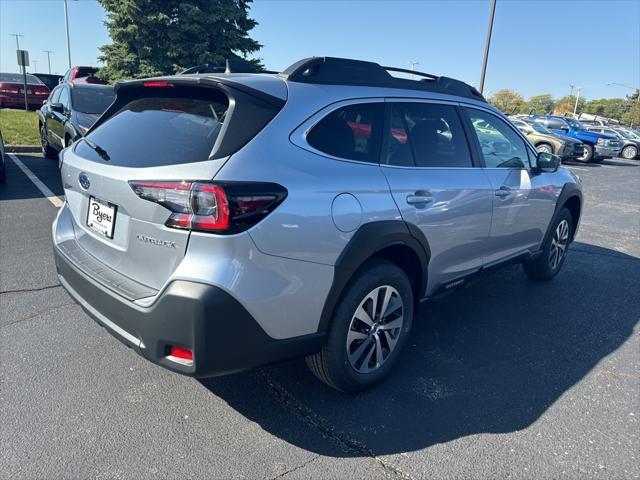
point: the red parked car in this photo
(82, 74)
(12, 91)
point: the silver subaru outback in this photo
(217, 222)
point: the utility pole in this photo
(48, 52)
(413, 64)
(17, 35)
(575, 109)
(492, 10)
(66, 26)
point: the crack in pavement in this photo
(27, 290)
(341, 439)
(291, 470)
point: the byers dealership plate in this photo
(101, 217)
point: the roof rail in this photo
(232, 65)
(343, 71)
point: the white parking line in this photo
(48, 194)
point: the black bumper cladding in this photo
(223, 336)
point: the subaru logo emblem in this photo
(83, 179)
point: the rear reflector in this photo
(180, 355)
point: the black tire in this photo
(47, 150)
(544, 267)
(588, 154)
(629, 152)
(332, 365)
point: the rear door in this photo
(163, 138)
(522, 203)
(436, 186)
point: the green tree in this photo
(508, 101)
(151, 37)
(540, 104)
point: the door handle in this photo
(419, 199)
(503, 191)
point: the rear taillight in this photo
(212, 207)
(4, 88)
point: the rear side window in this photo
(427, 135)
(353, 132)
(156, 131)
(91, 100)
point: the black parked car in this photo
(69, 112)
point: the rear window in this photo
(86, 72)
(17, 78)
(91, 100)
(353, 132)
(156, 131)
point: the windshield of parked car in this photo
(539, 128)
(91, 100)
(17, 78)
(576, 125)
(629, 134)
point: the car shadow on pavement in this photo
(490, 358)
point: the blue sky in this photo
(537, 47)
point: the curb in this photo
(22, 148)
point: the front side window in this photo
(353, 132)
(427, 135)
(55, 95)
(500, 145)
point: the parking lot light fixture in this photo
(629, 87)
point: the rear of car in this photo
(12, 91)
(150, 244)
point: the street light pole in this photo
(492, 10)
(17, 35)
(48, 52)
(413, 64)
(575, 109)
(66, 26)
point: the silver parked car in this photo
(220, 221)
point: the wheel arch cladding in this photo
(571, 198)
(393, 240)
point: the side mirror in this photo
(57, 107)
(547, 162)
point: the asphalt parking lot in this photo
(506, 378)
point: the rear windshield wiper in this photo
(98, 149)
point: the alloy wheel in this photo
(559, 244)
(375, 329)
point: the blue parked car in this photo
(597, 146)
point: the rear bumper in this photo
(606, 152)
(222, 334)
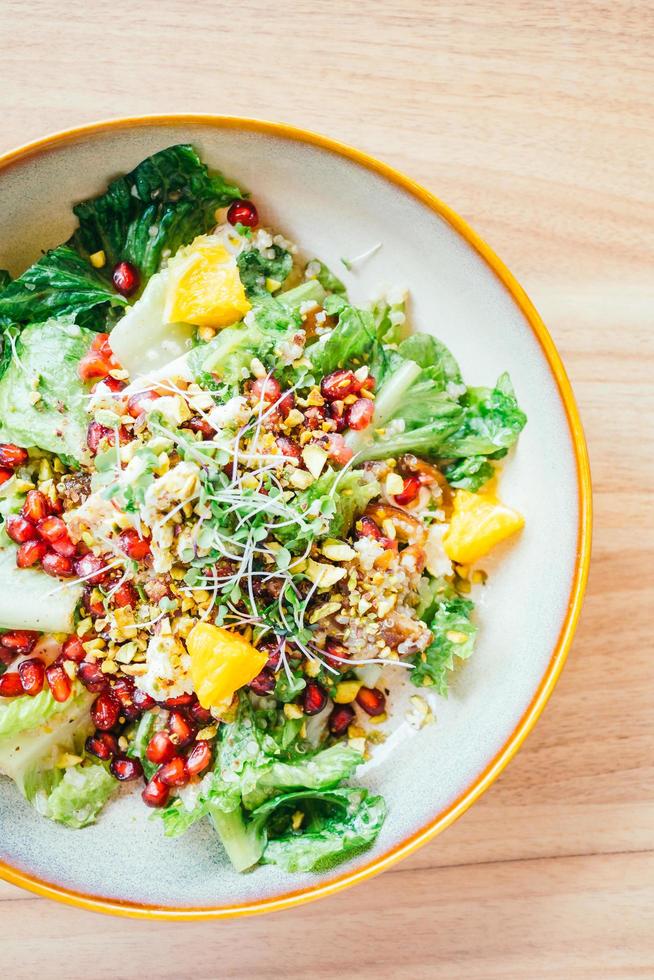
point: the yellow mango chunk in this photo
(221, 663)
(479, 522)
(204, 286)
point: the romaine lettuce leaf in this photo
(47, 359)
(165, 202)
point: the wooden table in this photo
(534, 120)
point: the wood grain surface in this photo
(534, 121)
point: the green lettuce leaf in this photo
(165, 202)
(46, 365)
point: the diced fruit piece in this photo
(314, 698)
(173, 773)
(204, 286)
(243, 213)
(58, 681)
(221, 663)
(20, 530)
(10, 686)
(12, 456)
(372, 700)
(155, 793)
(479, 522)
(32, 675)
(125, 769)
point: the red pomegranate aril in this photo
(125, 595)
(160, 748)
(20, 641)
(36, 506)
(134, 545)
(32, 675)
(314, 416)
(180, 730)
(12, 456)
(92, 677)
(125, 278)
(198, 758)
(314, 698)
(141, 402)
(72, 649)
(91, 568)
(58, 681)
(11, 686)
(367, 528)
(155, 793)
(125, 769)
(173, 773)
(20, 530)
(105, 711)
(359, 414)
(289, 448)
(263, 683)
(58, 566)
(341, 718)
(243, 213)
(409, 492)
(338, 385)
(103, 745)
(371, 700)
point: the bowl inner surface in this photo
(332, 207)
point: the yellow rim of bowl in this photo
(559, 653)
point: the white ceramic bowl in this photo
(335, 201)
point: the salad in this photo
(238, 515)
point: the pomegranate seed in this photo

**TASK BRIEF**
Copy all the records word for word and keep the pictures out.

**WRITTEN RESPONSE**
point: the red parked car in this photo
(82, 74)
(12, 91)
point: the silver subaru outback in this photo
(217, 222)
point: the utility pole in this photo
(48, 52)
(413, 64)
(17, 35)
(575, 109)
(492, 10)
(66, 26)
point: the crack in pavement in this photo
(27, 290)
(341, 439)
(291, 470)
point: the byers dealership plate in this photo
(101, 217)
point: the roof rail in this photo
(232, 65)
(343, 71)
point: the white parking line in this photo
(48, 194)
point: the black bumper cladding in this photo
(223, 336)
point: the subaru logo emblem in this photo
(83, 179)
point: the rear reflector in this photo
(180, 355)
point: the black tire in this photo
(47, 150)
(544, 267)
(588, 154)
(629, 152)
(332, 365)
point: the rear door in this photo
(163, 138)
(522, 203)
(436, 186)
point: the green tree in this photo
(508, 101)
(151, 37)
(540, 104)
point: the door handle in this photo
(419, 199)
(503, 191)
point: the rear taillight in this photo
(212, 207)
(4, 88)
point: the rear side window in this photo
(427, 135)
(353, 132)
(156, 131)
(91, 100)
point: the black parked car in this photo
(69, 112)
point: the rear window in this photo
(86, 72)
(17, 78)
(91, 100)
(353, 132)
(156, 131)
point: the windshield of parked car in this photo
(539, 128)
(91, 100)
(17, 78)
(576, 125)
(629, 134)
point: the car shadow on pavement in this photo
(490, 358)
point: the blue sky in this photo
(537, 47)
point: the curb in this photo
(22, 148)
point: the front side window in this photo
(353, 132)
(427, 135)
(55, 95)
(500, 145)
point: the parking lot light fixture in this photo
(629, 87)
point: the rear of car in this photo
(12, 91)
(150, 244)
point: the street light pole in this photo
(492, 10)
(17, 35)
(48, 52)
(413, 64)
(575, 109)
(66, 26)
point: the silver parked car in this photo
(220, 221)
point: the wheel arch cladding in this photo
(571, 198)
(393, 240)
point: the side mirror in this photo
(57, 107)
(547, 162)
point: the asphalt parking lot in this photo
(506, 378)
point: the rear windshield wiper in this photo
(98, 149)
point: the alloy wheel in this photo
(559, 244)
(375, 329)
point: the blue parked car in this photo
(597, 146)
point: the rear bumper in this photo
(606, 152)
(222, 334)
point: the yellow mango chunk in this photo
(221, 663)
(479, 522)
(204, 286)
point: the romaine lettuce leaf in this photo
(47, 359)
(165, 202)
point: the wooden table in this photo
(534, 120)
point: the wood grain surface in this photo
(534, 121)
point: the green lettuce leaf in this photo
(165, 202)
(46, 365)
point: the diced fruit piece in this photo
(314, 698)
(173, 773)
(204, 286)
(243, 213)
(58, 681)
(221, 663)
(20, 530)
(10, 686)
(12, 456)
(372, 700)
(155, 793)
(479, 522)
(32, 675)
(125, 769)
point: the red pomegranate aril in this photo
(125, 595)
(160, 748)
(20, 641)
(36, 506)
(134, 545)
(32, 675)
(314, 416)
(180, 730)
(12, 456)
(92, 677)
(125, 278)
(198, 758)
(314, 698)
(141, 402)
(72, 649)
(91, 568)
(58, 681)
(11, 686)
(367, 528)
(155, 793)
(125, 769)
(173, 773)
(20, 530)
(105, 711)
(359, 414)
(289, 448)
(263, 683)
(58, 566)
(341, 718)
(243, 213)
(409, 492)
(338, 385)
(103, 745)
(371, 700)
point: the bowl inner surface in this photo
(332, 207)
point: the yellow rim of bowl in this photo
(559, 653)
point: the white ceramic bowl in this photo
(335, 201)
point: the salad in this photo
(238, 515)
point: the pomegranate seed in this photo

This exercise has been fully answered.